Repeat every line of the material, character for character.

Material for the task →
• • • • • • •

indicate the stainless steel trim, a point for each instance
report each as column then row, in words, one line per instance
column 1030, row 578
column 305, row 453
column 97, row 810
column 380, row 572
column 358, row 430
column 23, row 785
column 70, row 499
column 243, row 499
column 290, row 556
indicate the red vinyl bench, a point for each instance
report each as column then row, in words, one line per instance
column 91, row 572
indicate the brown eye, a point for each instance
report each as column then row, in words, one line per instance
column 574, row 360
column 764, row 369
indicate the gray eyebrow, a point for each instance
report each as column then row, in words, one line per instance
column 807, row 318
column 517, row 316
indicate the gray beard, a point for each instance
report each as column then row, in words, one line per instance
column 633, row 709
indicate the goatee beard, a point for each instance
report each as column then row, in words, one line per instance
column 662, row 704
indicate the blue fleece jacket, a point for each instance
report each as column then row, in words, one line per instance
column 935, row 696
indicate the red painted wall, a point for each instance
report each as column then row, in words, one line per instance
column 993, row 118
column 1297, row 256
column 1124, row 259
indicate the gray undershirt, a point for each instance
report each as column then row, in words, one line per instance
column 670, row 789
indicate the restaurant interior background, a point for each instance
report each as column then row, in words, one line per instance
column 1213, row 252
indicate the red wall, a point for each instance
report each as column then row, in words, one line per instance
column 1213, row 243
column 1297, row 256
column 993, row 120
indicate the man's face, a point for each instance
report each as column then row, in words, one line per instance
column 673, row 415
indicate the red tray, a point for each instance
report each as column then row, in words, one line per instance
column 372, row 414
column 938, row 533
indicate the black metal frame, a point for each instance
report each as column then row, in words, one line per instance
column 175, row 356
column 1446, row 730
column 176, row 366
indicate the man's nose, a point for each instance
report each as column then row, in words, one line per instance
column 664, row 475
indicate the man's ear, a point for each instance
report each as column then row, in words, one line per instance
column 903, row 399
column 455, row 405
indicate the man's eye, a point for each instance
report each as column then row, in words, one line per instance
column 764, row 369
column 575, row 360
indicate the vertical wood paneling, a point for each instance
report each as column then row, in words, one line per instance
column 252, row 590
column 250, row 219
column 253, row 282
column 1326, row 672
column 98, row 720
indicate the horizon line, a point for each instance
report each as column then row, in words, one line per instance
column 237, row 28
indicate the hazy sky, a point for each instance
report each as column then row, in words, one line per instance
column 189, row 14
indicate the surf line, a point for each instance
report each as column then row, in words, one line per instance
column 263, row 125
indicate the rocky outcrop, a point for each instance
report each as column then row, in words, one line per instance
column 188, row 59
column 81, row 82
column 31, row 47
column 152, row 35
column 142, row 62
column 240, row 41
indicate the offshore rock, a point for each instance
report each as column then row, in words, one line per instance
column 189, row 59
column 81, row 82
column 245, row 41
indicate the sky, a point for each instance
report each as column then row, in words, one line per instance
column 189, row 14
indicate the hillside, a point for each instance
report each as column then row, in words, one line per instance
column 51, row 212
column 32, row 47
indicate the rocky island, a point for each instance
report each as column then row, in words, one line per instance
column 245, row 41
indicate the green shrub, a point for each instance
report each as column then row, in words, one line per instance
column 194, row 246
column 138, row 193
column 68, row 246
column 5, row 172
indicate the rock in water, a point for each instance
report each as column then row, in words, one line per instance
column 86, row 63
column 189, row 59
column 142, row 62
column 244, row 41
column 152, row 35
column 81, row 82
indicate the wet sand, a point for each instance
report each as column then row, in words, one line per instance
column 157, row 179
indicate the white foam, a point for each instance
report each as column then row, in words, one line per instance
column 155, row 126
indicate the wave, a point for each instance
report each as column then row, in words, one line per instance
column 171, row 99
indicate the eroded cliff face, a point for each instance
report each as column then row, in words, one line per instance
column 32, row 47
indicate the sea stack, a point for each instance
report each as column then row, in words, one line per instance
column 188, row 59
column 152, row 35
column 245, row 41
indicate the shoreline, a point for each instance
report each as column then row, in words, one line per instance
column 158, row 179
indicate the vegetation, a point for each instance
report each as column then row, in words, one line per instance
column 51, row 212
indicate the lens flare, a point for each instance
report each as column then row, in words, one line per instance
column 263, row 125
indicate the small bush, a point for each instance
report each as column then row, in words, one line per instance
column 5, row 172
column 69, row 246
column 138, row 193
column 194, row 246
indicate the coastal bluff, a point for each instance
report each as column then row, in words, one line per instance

• • • • • • •

Reply to the task →
indicate the stainless steel trim, a point for each instance
report each as column then row, in words, one line per instance
column 1030, row 578
column 305, row 453
column 97, row 810
column 380, row 572
column 358, row 430
column 23, row 785
column 70, row 499
column 243, row 499
column 290, row 556
indicate the red vinyl bench, a point for each instance
report each as column then row, in words, one line per instance
column 91, row 572
indicate the brown eye, a point for each instance
report each as column then row, in words, one line per instance
column 574, row 360
column 764, row 369
indicate the gray eyebrow, a point for each instance
report each as column then row, in words, one line per instance
column 807, row 318
column 517, row 316
indicate the gray beard, a point for each instance
report each as column then row, in words, one line per instance
column 633, row 709
indicate the goatee beard, a point for each instance
report each as column then row, in words, one line per instance
column 662, row 704
indicate the blue fleece jacket, a point for each instance
report each as column then row, in words, one line per instance
column 935, row 696
indicate the red painted wall, a point for each instance
report each as column then row, in words, one line per instance
column 993, row 118
column 1297, row 256
column 1124, row 259
indicate the gray undershirt, a point for each instance
report each as column then row, in words, one line per instance
column 670, row 789
indicate the restaurant interior background, a point for each instance
report each as column then row, in words, one line per instance
column 1213, row 252
indicate the red wall, a point for each instance
report each as column then row, in words, one line per instance
column 1213, row 243
column 1297, row 256
column 993, row 120
indicate the man's face, a point for each instance
report each as column then row, in words, one line per instance
column 673, row 415
indicate the red tray, a point for each instance
report each as column then row, in words, one line per instance
column 372, row 414
column 938, row 533
indicate the black metal frame, a point for each instance
report each as column then row, in words, one line per instance
column 175, row 356
column 1446, row 730
column 176, row 366
indicate the man's nose, a point for each instance
report each as column then row, in words, one line per instance
column 664, row 475
indicate the man's ear, a point for each instance
report each as column then row, in words, one line per instance
column 903, row 399
column 455, row 405
indicate the man's eye, a point for each instance
report each as column then row, in words, one line per instance
column 764, row 369
column 575, row 360
indicate the vertical wood paneling, a point for each instance
report each as column then row, in words, one line per instance
column 252, row 590
column 250, row 219
column 253, row 282
column 1326, row 672
column 98, row 720
indicate the horizon line, a point for each instance
report each as column then row, in words, one line per instance
column 237, row 28
indicate the hazy sky, a point for each instance
report each as column then row, in words, one line per instance
column 189, row 14
indicate the surf line, a point for each instance
report each as column then row, in words, one line per instance
column 263, row 125
indicate the rocky outcrop, a point for each instance
report each as column then row, in words, one line per instance
column 188, row 59
column 81, row 82
column 31, row 47
column 152, row 35
column 142, row 62
column 240, row 41
indicate the offshore rock, a point for each instance
report each as column then row, in words, one line per instance
column 189, row 59
column 81, row 82
column 245, row 41
indicate the sky, a point for each instance
report each as column then row, in words, one line per instance
column 189, row 14
indicate the hillside, a point for each instance
report each as column then row, in words, one line per instance
column 51, row 212
column 32, row 47
indicate the rocky island, a point for each instance
report each as column then row, in words, one line per instance
column 245, row 41
indicate the green shrub, a point for each instance
report each as column then row, in words, one line per instance
column 194, row 246
column 138, row 193
column 68, row 246
column 5, row 172
indicate the rock in water, a point for each instance
report each as column then row, in words, one line per instance
column 86, row 63
column 189, row 59
column 142, row 62
column 244, row 41
column 152, row 35
column 81, row 82
indicate the wet sand, a point for each instance
report each as column then row, in words, one line per instance
column 157, row 179
indicate the white foam, a point for each instance
report each as column then row, in words, one line per instance
column 155, row 126
indicate the wave, a point for each instance
report each as column then row, in words, one line per instance
column 171, row 99
indicate the eroded cliff face, a point for each instance
report each as column then row, in words, one line per instance
column 32, row 47
indicate the sea stack, a point for each instance
report each as column then row, in words, one line per instance
column 188, row 59
column 152, row 35
column 245, row 41
indicate the shoreline, a point for each instance
report each as column then row, in words, one line per instance
column 158, row 179
indicate the vegetation, a point for each instance
report each as column then row, in words, one line per instance
column 51, row 212
indicate the lens flare, a point for each instance
report each as column then row, in words, one line per instance
column 263, row 125
indicate the small bush, a point for each instance
report each as column then row, in words, one line per instance
column 5, row 172
column 69, row 246
column 138, row 193
column 194, row 246
indicate the coastal bluff, a point for each instance
report each as column then row, in words, one line per instance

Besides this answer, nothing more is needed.